__TEXT PROVIDED__.
-=-=-

Hamid has satisfied the first prong of Akinwale (i.e., detention beyond the six-month
removal period). His final order of removal was issued on November 2, 2016, and he did not
appeal. Thus, the six-month mark passed on May 2, 2017. Nevertheless, he has failed to satisfy
the second prong of Akinwale. He has not presented any evidence of a good reason to believe
that there is no significant likelihood of removal in the reasonably foreseeable future. Akinwale,
287 F.3d at 1052. Hamid has not argued, much less presented evidence, that any department of
the United States has hindered his removal.
Rather, in his Petition, he makes conclusory
arguments that he “cooperated with ICE’s efforts to get the travel documents but, Ghana is not in
a shape that it can accept people deported from other counties and the embassy didn’t issue any
travel documents so far.” (Doc. 1, p. 3.)

-=-=-

__DATASET EXTRACT__.

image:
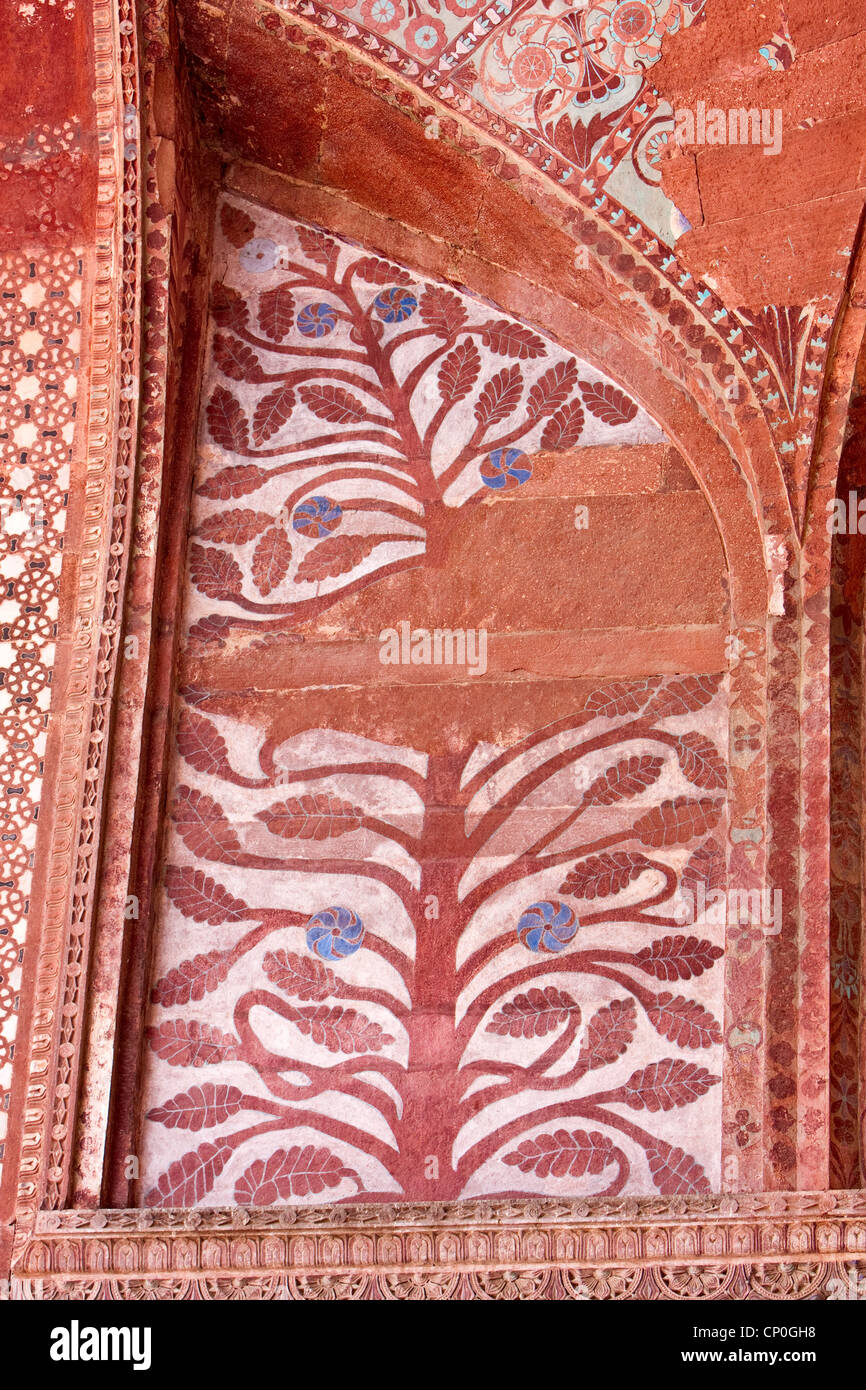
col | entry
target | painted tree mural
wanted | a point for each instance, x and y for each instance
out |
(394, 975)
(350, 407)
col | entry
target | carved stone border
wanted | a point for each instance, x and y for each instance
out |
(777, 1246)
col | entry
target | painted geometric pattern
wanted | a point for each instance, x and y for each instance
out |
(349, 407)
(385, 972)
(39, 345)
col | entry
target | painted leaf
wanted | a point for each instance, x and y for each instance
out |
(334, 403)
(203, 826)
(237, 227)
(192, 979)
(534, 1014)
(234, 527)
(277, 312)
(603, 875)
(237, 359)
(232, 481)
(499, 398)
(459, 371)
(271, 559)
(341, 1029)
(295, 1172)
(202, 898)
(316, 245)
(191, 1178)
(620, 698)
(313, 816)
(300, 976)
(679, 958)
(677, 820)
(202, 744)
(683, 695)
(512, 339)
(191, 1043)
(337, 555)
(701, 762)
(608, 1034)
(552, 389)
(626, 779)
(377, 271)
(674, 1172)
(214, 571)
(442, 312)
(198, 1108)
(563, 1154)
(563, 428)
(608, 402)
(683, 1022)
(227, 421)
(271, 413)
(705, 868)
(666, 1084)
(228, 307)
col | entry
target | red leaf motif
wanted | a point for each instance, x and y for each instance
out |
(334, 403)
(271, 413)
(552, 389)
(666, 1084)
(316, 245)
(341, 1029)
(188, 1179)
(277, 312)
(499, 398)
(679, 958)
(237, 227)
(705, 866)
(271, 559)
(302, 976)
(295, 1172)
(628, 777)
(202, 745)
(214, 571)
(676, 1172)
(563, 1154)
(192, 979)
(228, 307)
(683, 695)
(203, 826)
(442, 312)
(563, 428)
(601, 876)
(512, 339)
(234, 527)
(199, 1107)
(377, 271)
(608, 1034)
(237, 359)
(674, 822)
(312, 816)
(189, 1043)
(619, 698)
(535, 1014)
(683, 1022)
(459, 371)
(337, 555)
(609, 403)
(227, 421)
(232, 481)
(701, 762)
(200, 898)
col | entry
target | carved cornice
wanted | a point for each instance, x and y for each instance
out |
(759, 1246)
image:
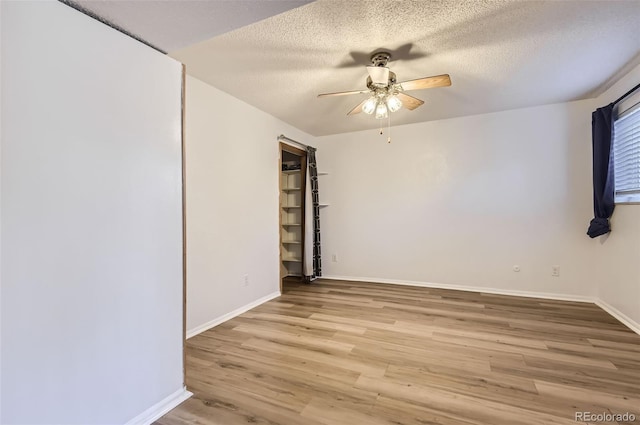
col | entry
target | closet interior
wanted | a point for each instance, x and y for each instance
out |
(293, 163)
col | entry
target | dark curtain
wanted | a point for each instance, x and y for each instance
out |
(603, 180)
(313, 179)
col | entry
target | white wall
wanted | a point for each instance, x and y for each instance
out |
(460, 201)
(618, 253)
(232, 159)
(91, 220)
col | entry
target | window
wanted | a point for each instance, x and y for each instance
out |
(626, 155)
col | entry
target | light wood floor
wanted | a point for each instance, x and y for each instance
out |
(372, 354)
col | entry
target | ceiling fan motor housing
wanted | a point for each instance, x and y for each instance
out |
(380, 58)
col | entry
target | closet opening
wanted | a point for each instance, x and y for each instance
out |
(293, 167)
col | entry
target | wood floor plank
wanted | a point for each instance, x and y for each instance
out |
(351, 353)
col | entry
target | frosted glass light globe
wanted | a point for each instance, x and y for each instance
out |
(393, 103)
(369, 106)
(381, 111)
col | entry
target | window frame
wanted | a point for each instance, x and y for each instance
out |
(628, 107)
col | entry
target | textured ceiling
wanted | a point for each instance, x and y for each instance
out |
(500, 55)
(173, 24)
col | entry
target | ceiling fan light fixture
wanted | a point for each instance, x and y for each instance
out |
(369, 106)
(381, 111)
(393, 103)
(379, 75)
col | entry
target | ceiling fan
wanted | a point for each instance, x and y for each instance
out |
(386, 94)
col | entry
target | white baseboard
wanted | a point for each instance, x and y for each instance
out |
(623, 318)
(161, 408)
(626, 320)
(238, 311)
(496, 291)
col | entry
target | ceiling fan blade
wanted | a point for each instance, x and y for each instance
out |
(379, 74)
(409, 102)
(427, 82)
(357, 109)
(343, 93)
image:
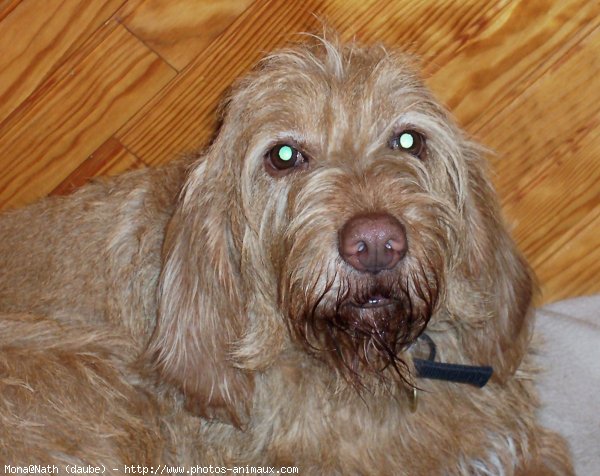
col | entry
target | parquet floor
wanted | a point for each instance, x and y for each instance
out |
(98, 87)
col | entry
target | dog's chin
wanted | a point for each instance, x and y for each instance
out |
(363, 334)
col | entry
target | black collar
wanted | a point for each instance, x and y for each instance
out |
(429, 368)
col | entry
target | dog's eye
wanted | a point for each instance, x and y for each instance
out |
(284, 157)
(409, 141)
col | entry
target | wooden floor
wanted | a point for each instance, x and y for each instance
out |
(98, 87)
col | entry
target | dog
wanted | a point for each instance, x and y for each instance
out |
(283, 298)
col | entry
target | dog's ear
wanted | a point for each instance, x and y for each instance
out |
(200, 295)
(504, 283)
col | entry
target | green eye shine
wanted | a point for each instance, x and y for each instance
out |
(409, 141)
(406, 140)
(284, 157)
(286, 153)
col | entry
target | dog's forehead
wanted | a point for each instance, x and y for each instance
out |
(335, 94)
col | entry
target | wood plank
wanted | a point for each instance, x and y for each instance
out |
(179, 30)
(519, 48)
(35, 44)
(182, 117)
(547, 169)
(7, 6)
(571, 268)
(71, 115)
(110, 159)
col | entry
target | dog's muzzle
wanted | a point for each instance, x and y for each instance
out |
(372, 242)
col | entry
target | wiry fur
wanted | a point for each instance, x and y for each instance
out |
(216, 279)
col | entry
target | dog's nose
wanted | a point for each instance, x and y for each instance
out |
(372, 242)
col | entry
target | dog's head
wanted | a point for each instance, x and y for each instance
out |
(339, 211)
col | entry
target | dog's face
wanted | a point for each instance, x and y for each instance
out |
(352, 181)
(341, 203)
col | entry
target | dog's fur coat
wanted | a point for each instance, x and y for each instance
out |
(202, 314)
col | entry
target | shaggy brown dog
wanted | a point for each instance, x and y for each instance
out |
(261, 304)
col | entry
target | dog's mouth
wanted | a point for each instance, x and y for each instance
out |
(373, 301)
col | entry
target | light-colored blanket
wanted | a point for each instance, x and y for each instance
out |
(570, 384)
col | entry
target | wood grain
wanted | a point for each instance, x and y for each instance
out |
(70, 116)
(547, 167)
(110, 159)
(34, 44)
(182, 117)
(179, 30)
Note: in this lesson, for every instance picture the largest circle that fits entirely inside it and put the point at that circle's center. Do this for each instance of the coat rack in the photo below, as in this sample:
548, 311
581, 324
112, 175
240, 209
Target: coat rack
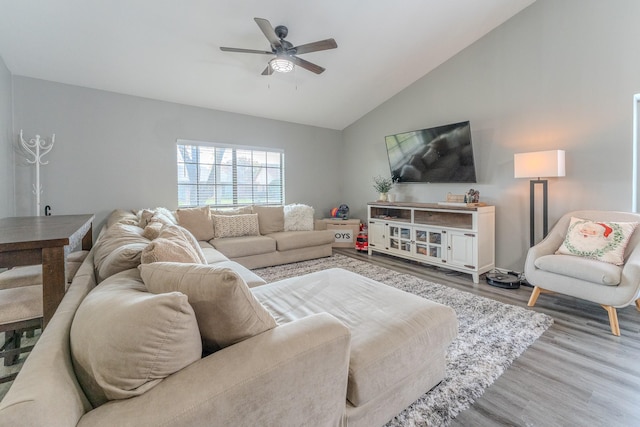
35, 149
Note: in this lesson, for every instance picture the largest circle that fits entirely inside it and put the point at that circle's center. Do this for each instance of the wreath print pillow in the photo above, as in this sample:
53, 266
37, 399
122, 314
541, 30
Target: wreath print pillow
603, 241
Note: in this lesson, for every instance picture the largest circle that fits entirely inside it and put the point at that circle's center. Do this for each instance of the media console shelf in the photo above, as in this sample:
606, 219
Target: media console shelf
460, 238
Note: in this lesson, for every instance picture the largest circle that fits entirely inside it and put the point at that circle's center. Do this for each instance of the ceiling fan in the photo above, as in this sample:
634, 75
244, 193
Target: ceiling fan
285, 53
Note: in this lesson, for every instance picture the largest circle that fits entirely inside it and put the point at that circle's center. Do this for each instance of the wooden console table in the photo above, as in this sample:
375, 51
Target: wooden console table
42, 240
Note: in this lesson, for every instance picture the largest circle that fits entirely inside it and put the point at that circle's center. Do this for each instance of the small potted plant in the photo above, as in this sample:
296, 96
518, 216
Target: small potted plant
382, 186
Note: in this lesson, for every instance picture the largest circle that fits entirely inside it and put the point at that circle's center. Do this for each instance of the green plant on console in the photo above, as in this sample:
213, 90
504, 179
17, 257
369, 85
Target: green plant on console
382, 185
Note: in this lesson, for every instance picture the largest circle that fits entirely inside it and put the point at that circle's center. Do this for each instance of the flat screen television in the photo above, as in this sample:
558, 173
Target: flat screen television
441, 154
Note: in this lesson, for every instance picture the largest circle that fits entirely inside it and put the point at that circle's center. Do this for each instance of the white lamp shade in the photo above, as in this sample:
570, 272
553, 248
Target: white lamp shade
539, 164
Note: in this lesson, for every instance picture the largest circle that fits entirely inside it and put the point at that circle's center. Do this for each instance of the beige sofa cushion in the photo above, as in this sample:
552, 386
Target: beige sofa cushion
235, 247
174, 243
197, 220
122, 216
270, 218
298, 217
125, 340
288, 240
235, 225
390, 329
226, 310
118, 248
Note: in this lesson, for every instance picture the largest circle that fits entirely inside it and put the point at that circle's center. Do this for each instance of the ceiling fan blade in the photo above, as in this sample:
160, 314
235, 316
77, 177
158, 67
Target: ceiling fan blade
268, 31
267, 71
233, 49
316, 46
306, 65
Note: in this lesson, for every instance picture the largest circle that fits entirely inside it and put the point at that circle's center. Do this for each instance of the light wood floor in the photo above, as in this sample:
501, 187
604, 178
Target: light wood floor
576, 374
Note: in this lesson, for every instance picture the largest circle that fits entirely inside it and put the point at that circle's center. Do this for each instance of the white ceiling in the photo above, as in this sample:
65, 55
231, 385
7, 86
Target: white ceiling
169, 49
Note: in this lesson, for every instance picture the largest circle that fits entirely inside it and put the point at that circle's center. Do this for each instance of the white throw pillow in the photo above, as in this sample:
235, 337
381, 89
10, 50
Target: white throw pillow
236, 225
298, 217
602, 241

-=-=-

__PROBLEM SET__.
• 1. From the passage on Hamid's detention, reproduce word for word the portion starting at "Hamid has satisfied" and ending at "hindered his removal.".
• 2. Carry on the passage on Hamid's detention from its final sentence, writing what would come next.

__RESULTS__.
• 1.
Hamid has satisfied the first prong of Akinwale (i.e., detention beyond the six-month
removal period). His final order of removal was issued on November 2, 2016, and he did not
appeal. Thus, the six-month mark passed on May 2, 2017. Nevertheless, he has failed to satisfy
the second prong of Akinwale. He has not presented any evidence of a good reason to believe
that there is no significant likelihood of removal in the reasonably foreseeable future. Akinwale,
287 F.3d at 1052. Hamid has not argued, much less presented evidence, that any department of
the United States has hindered his removal.

• 2.
Hamid’s conclusory and generalized allegations regarding Ghana’s intentions and
practices are insufficient to state a claim that there is no significant likelihood of his removal in
the reasonably foreseeable future. Fahim v. Ashcroft, 227 F. Supp. 2d 1359, 1365 (N.D. Ga.
2002) (Egyptian petitioner’s “bare allegations are insufficient to demonstrate a significant
unlikelihood of his removal in the reasonably foreseeable future.”). Hamid’s wholly conclusory
allegations lack any support in the record and do not require consideration by this Court, let
alone entitle him to any relief. See Caderno v. United States, 256 F.3d 1213, 1217 (11th Cir.
2001) (vague, conclusory allegations in a Section 2255 motion insufficient to state basis for
relief); Tejada v. Dugger, 941 F.2d 1551, 1559 (11th Cir. 1991) (quoting Stano v. Dugger, 901
F.2d 898, 899 (11th Cir. 1990) (petitioner not entitled to habeas relief “when his claims are
merely ‘conclusory allegations unsupported by specifics’ or ‘contentions that in the face of the
record are wholly incredible.’”)).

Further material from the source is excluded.